━━━━━ POTONGAN TEKS

Sejalan dengan itu, seorang guru professional juga harus dapat mengembangkan kepribadian yang mencerminkan sosok pribadi professional.
Kecerdasan Emosi Guru
Salah satu aspek yang berkaitan dengan kepribadian guru adalah kecerdasan emosi. Kecerdasan emosi penting dimiliki oleh guru sebagai tenaga pendidik yang profesional, sebagai bagian dari kompetensi kepribadian.
Dengan semakin meningkatnya fungsi dan peran guru di era globalisasi, maka kecerdasan emosional yang dimiliki seorang guru akan sangat berpengaruh terhadap pengembangan aspek kepribadiannya sebagai unsur penting dalam kinerja guru professional.
Istilah Emotional Intelligence (kecerdasan emosional) pertamakali dilontarkan pada tahun 1990 oleh psikolog Peter Salovey dari Harvard University dan John Mayer dari University of New Hampshire.
Kecerdasan ini berhubungan dengan kualitas-kualitas psikologis tertentu yang oleh Salovey dikelompokkan ke dalam lima karakter kemampuan sebagai berikut.
1. Mengenali emosi diri
Wilayah ini merupakan dasar kecerdasan emosi. Penguasaan seseorang akan hal ini akan memiliki kepekaan atas pengambilan keputusan-keputusan masalah pribadi.
2. Mengelola emosi
Kecerdasan emosi seseorang pada bagian ini ditunjukkan dengan kemampuan untuk menghibur diri sendiri, melepaskan kecemasan, kemurungan, atau ketersinggungan sehingga dia dapat bangkit kembali dengan jauh lebih cepat dari kemerosotan dan kejatuhan dalam kehidupan.

━━━━━━━━━━
━━━━━ DATA YANG DIBERIKAN

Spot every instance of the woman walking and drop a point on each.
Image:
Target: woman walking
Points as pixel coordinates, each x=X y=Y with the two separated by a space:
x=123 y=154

━━━━━━━━━━

» TUGAS A
Jawablah pertanyaan berikut berdasarkan teks tentang kecerdasan emosi guru.
(i) Pada tahun berapa istilah Emotional Intelligence pertama kali dilontarkan?
(ii) Ke dalam berapa karakter kemampuan Salovey mengelompokkan kualitas psikologis yang berhubungan dengan kecerdasan ini?
(iii) Kemampuan apa yang disebut sebagai wilayah dasar kecerdasan emosi?
» TUGAS B
Tentukan apakah setiap pernyataan berikut sesuai dengan teks tentang kecerdasan emosi guru. Sertakan kutipan dari teks yang menjadi penentunya.
(i) Kecerdasan emosi merupakan bagian dari kompetensi kepribadian guru.
(ii) Peter Salovey berasal dari University of New Hampshire.
(iii) Kecerdasan emosi dalam mengelola emosi ditunjukkan dengan kemampuan menghibur diri sendiri.
» TUGAS C
Salin dengan tepat bagian dari teks tentang kecerdasan emosi guru, dimulai dari "Kecerdasan Emosi Guru" dan diakhiri dengan "kinerja guru professional.".
Materi tersebut sama sekali tidak berperan dalam pengerjaan tugas.

» PENYELESAIAN SOAL A
(i) Tahun 1990.
(ii) Lima karakter kemampuan.
(iii) Mengenali emosi diri.

» PENYELESAIAN SOAL B
(i) Ya: "sebagai bagian dari kompetensi kepribadian"
(ii) Tidak: "psikolog Peter Salovey dari Harvard University dan John Mayer dari University of New Hampshire"
(iii) Ya: "ditunjukkan dengan kemampuan untuk menghibur diri sendiri"

» PENYELESAIAN SOAL C
Kecerdasan Emosi Guru
Salah satu aspek yang berkaitan dengan kepribadian guru adalah kecerdasan emosi. Kecerdasan emosi penting dimiliki oleh guru sebagai tenaga pendidik yang profesional, sebagai bagian dari kompetensi kepribadian.
Dengan semakin meningkatnya fungsi dan peran guru di era globalisasi, maka kecerdasan emosional yang dimiliki seorang guru akan sangat berpengaruh terhadap pengembangan aspek kepribadiannya sebagai unsur penting dalam kinerja guru professional.